> [Task requirements] Take the data that follows and retype it word for word.

Collection entries:
* * * * * * *

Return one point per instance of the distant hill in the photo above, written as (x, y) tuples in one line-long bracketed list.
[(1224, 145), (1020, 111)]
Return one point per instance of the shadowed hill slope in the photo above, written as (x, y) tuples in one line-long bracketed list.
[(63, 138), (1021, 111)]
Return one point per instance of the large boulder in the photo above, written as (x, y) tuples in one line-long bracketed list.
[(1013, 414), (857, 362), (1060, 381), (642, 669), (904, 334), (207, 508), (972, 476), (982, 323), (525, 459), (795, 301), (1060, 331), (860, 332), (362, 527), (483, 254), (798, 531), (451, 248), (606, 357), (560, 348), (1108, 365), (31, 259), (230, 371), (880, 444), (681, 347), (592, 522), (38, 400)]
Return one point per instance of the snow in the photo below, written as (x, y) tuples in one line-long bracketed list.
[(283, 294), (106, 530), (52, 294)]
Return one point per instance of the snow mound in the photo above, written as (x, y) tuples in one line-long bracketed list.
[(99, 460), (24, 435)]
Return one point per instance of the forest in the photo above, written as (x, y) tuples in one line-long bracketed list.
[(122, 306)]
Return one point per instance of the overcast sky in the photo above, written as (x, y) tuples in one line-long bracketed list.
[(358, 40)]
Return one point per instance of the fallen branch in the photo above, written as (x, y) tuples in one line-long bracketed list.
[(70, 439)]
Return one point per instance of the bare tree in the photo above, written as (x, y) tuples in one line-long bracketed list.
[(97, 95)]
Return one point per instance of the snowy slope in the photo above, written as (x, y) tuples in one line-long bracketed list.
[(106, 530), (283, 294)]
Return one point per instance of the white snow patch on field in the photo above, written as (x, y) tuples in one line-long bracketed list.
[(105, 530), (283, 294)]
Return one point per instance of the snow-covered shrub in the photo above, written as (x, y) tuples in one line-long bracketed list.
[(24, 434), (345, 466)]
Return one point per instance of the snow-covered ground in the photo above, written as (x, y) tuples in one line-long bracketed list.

* * * * * * *

> [Written answer]
Return one point per instance of the distant hill in the photo above, written as (x, y) tuples in one line-long bracketed list.
[(1224, 145), (1020, 111)]
Return one point per instance of the shadowed hill slope in the photo above, written as (x, y) tuples in one line-long bracketed list.
[(63, 138), (1021, 111)]
Return one point per instance of the large boulder in the photo above, written as (x, y) tuples in one line-long bracketed list.
[(1013, 414), (857, 362), (1060, 381), (642, 669), (904, 334), (207, 508), (972, 476), (982, 323), (525, 459), (795, 301), (1060, 331), (860, 332), (362, 527), (483, 254), (798, 531), (451, 248), (606, 357), (560, 348), (1108, 365), (31, 259), (230, 371), (880, 444), (681, 347), (592, 522), (38, 400)]
Return one point per instance of the snow in the photo below, written as (x, y) tuples in one line-long bracketed list.
[(283, 294), (106, 530), (52, 294)]
Return one point per instance of the snow mound in the photo above, written as (x, y) tuples in one line-long bracketed list.
[(99, 460), (24, 435)]
Return one point per instance of the forest in the photo above, written as (x, y) tuples in one line-long bracketed list.
[(122, 306)]
Return one point per instance of the overcast sky in the photo above, written as (x, y) tuples in one line-long bracketed list.
[(358, 40)]
Return one point per instance of the fallen branch in the photo above, written as (x, y) tuples in one line-long bracketed list.
[(70, 439)]
Return one point per instance of the bare tree in the photo above, written as (x, y) tuples in one line-long bracketed list.
[(97, 95)]
Return one point per instance of the snowy slope in the photo above, written as (x, y) tuples in one line-long bracketed list.
[(106, 530), (283, 294)]
Return one point per instance of the white snow patch on field in the photo above, written as (x, y) tuples in one line-long bracketed list.
[(105, 530), (283, 294)]
Return one point per instance of the snow-covered shrub in the photo above, written as (x, y) tuples in one line-long bracketed list.
[(24, 434), (345, 466)]
Return one point per instance of the snow-covered ground in the photo above, written as (x, y) tuples in one line-long bracketed list.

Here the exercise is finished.